YOUR TASK –
Could you please write out each line of the records exactly, minus the pictures?

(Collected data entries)

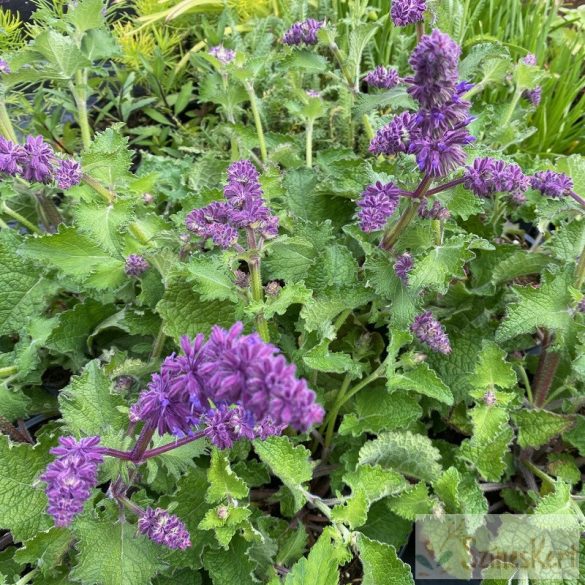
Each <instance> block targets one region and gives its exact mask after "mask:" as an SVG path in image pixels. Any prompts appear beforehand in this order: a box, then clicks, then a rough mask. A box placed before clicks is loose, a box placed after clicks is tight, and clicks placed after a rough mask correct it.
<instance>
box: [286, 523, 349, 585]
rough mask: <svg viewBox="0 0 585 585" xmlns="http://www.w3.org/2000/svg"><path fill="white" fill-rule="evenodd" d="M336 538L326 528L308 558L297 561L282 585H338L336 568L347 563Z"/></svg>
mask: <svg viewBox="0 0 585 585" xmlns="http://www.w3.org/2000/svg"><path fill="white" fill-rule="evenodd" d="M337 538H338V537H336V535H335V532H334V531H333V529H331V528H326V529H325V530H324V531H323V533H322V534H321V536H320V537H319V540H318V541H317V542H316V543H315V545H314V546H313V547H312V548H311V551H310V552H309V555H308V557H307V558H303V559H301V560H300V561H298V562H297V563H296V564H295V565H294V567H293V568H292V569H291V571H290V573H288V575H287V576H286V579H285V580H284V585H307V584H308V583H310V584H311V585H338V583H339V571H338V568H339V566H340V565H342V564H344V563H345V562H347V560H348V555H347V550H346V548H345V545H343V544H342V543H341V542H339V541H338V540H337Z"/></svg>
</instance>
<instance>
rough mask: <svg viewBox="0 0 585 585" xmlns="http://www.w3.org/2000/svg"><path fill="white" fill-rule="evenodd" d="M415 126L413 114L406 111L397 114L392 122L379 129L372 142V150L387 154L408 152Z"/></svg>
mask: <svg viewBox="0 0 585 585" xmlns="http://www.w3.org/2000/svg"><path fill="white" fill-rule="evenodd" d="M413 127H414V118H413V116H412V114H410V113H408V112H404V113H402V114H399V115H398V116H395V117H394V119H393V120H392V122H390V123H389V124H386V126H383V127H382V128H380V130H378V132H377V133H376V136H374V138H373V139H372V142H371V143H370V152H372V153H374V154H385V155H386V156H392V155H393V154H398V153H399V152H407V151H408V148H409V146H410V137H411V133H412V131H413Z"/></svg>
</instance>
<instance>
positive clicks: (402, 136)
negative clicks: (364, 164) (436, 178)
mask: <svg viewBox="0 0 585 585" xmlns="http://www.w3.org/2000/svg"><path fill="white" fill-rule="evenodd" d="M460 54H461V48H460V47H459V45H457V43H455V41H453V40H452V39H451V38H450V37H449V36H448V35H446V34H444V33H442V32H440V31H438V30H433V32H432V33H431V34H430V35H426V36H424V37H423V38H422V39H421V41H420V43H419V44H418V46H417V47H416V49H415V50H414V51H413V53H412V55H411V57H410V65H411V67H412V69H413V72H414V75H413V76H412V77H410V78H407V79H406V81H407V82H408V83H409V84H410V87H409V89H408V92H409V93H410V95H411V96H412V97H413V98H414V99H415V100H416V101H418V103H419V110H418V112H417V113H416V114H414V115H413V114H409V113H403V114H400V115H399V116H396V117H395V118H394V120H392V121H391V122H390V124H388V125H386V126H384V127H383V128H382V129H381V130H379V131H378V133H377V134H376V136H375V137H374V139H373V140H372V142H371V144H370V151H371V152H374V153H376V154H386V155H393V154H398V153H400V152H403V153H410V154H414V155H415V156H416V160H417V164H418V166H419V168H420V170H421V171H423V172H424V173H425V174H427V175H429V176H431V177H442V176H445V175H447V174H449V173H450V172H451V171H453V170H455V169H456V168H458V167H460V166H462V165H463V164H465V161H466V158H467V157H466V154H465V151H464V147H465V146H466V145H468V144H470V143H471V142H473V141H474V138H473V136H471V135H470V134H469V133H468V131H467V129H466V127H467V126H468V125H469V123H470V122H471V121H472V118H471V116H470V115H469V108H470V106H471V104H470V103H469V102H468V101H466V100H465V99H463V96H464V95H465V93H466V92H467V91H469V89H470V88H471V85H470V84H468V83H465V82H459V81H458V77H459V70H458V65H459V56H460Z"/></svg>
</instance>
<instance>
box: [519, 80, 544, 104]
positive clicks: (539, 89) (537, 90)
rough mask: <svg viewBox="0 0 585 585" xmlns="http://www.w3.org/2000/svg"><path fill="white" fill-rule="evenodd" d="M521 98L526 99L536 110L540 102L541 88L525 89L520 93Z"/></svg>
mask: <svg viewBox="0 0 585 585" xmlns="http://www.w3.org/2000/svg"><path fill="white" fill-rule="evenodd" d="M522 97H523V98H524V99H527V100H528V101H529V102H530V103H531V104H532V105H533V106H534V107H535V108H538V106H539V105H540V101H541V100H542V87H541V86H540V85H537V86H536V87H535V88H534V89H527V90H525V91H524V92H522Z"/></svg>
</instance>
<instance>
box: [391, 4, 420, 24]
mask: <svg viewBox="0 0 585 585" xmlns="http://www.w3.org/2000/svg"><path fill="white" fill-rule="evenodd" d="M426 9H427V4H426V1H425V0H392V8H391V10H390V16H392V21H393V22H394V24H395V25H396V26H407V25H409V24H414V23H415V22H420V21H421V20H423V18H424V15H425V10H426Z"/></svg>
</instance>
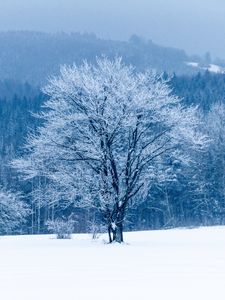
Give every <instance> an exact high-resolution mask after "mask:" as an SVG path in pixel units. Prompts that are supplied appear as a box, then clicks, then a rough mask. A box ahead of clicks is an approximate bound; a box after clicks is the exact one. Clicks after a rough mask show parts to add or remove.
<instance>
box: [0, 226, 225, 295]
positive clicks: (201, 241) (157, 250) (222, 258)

ANSWER TO THIS EXERCISE –
Each <instance> block targets one region and gives its exact mask after "mask:" as an SVG path in image pixels. Any prompts appear beforehand in this order: a box, then clicks, then a rough mask. A box placed before clicks is loose, a box placed after clicks is tight, and clicks placed after a rough mask correct it.
<instance>
box: [286, 523, 349, 585]
rough mask: <svg viewBox="0 0 585 585" xmlns="http://www.w3.org/2000/svg"><path fill="white" fill-rule="evenodd" d="M336 538L326 528L308 558L297 561L282 585H338L336 568L347 563Z"/></svg>
mask: <svg viewBox="0 0 585 585" xmlns="http://www.w3.org/2000/svg"><path fill="white" fill-rule="evenodd" d="M337 538H338V537H336V535H335V532H334V531H333V529H331V528H326V529H325V530H324V531H323V533H322V534H321V536H320V537H319V540H318V541H317V542H316V543H315V545H314V546H313V547H312V548H311V551H310V552H309V555H308V557H307V558H303V559H301V560H300V561H298V562H297V563H296V564H295V565H294V567H293V568H292V569H291V571H290V573H288V575H287V576H286V579H285V580H284V585H307V584H308V583H310V584H311V585H338V583H339V571H338V568H339V566H340V565H342V564H344V563H345V562H347V560H348V555H347V550H346V548H345V545H343V544H342V543H341V542H339V541H338V540H337Z"/></svg>
</instance>
<instance>
rough mask: <svg viewBox="0 0 585 585" xmlns="http://www.w3.org/2000/svg"><path fill="white" fill-rule="evenodd" d="M415 126L413 114L406 111L397 114L392 122L379 129L372 142V150L387 154L408 152Z"/></svg>
mask: <svg viewBox="0 0 585 585" xmlns="http://www.w3.org/2000/svg"><path fill="white" fill-rule="evenodd" d="M413 127H414V118H413V116H412V114H410V113H408V112H404V113H402V114H399V115H398V116H395V117H394V119H393V120H392V122H390V123H389V124H386V126H383V127H382V128H380V130H378V132H377V133H376V136H374V138H373V139H372V142H371V143H370V152H372V153H374V154H385V155H386V156H392V155H393V154H398V153H399V152H407V151H408V148H409V146H410V137H411V133H412V131H413Z"/></svg>
</instance>
<instance>
positive clicks: (402, 136)
negative clicks: (364, 164) (436, 178)
mask: <svg viewBox="0 0 585 585" xmlns="http://www.w3.org/2000/svg"><path fill="white" fill-rule="evenodd" d="M460 54H461V48H460V47H459V45H457V43H455V41H453V40H452V39H451V38H450V37H449V36H448V35H446V34H444V33H442V32H440V31H438V30H433V32H432V33H431V34H430V35H426V36H424V37H423V38H422V39H421V41H420V43H419V44H418V46H417V47H416V49H415V50H414V51H413V53H412V55H411V57H410V65H411V67H412V69H413V72H414V75H413V76H412V77H410V78H407V79H406V81H407V82H408V83H409V84H410V87H409V89H408V92H409V93H410V95H411V96H412V97H413V98H414V99H415V100H416V101H418V103H419V110H418V112H417V113H416V114H414V115H413V114H409V113H403V114H400V115H399V116H396V117H395V118H394V120H392V121H391V122H390V124H388V125H386V126H384V127H383V128H382V129H381V130H379V131H378V133H377V134H376V136H375V137H374V139H373V140H372V142H371V144H370V151H371V152H374V153H376V154H386V155H393V154H398V153H400V152H403V153H410V154H414V155H415V156H416V160H417V164H418V166H419V168H420V170H421V171H423V172H424V173H425V174H427V175H429V176H431V177H442V176H445V175H447V174H449V173H450V172H451V171H453V170H455V169H456V168H458V167H460V166H462V165H463V164H465V161H466V158H467V157H466V154H465V151H464V147H465V146H466V145H468V144H470V143H471V142H473V141H474V138H473V136H471V135H470V134H469V133H468V131H467V129H466V127H467V126H468V125H469V123H470V122H471V121H472V118H471V116H470V115H469V108H470V106H471V104H470V103H469V102H468V101H466V100H465V99H463V96H464V95H465V93H466V92H467V91H469V89H470V88H471V85H470V84H468V83H465V82H459V81H458V77H459V70H458V65H459V56H460Z"/></svg>
</instance>
<instance>
box: [519, 80, 544, 104]
positive clicks: (539, 89) (537, 90)
rough mask: <svg viewBox="0 0 585 585" xmlns="http://www.w3.org/2000/svg"><path fill="white" fill-rule="evenodd" d="M521 98L526 99L536 110L540 102L541 88L525 89L520 93Z"/></svg>
mask: <svg viewBox="0 0 585 585" xmlns="http://www.w3.org/2000/svg"><path fill="white" fill-rule="evenodd" d="M522 97H523V98H524V99H527V100H528V101H529V102H530V103H531V104H532V105H533V106H534V107H535V108H538V106H539V105H540V101H541V100H542V87H541V86H540V85H537V86H536V87H535V88H534V89H527V90H525V91H524V92H522Z"/></svg>
</instance>
<instance>
box: [391, 4, 420, 24]
mask: <svg viewBox="0 0 585 585" xmlns="http://www.w3.org/2000/svg"><path fill="white" fill-rule="evenodd" d="M426 9H427V4H426V1H425V0H392V8H391V10H390V16H392V21H393V22H394V24H395V25H396V26H407V25H409V24H414V23H415V22H420V21H421V20H423V18H424V15H425V10H426Z"/></svg>
</instance>
Give every <instance> an exact high-resolution mask after "mask:" as an SVG path in pixel units. Prompts that are supplied appear as a box, then clicks, then a rough mask. A box ahead of clicks is an approximate bound; a box after clicks is the exact one. Clicks after a rough mask show parts to add or remove.
<instance>
box: [0, 226, 225, 295]
positive clicks: (201, 241) (157, 250) (222, 258)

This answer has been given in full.